What you should do: Return, unchanged, the rows below, starting at the line that contains "Can you find the black" and ending with the final line of the rows.
========================================================================
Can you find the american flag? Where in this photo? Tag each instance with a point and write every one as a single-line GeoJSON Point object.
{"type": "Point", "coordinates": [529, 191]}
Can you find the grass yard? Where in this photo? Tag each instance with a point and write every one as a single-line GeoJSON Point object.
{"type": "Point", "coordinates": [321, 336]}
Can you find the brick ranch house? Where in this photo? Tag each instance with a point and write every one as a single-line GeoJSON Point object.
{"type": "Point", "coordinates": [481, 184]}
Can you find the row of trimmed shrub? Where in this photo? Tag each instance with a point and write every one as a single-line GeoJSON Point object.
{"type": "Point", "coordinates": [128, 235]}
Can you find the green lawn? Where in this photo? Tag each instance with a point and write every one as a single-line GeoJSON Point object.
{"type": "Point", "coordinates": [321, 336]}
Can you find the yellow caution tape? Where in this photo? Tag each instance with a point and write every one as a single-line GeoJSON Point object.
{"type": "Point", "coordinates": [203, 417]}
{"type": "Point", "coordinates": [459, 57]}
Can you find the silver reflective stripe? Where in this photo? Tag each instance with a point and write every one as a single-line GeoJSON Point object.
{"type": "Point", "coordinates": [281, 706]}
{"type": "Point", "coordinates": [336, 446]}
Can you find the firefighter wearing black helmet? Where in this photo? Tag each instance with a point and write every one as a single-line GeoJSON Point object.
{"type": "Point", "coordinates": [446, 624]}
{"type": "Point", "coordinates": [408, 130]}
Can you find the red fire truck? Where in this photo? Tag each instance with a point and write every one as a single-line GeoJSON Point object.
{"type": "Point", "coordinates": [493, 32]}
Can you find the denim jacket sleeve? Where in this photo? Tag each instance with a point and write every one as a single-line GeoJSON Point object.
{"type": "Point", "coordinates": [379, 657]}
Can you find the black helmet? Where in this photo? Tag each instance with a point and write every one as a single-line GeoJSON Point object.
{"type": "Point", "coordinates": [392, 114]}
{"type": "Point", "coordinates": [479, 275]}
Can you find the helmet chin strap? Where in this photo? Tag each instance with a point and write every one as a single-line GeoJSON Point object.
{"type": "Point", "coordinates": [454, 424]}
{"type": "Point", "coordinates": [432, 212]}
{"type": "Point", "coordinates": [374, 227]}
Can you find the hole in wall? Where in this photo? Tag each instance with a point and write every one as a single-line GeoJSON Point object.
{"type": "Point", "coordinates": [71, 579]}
========================================================================
The answer:
Can you find the black helmet? Where in this photo? Tag each instance with a point and write every one as a single-line GeoJSON Point object.
{"type": "Point", "coordinates": [392, 114]}
{"type": "Point", "coordinates": [479, 275]}
Can you find the helmet chin strap? Where in this photo? Tag each instance with a point and write every one as a single-line GeoJSON Point object.
{"type": "Point", "coordinates": [454, 424]}
{"type": "Point", "coordinates": [432, 212]}
{"type": "Point", "coordinates": [374, 227]}
Can you find the hole in wall? Where in this photo? Tag each instance with a point and write every one as a single-line GeoJSON Point object.
{"type": "Point", "coordinates": [71, 579]}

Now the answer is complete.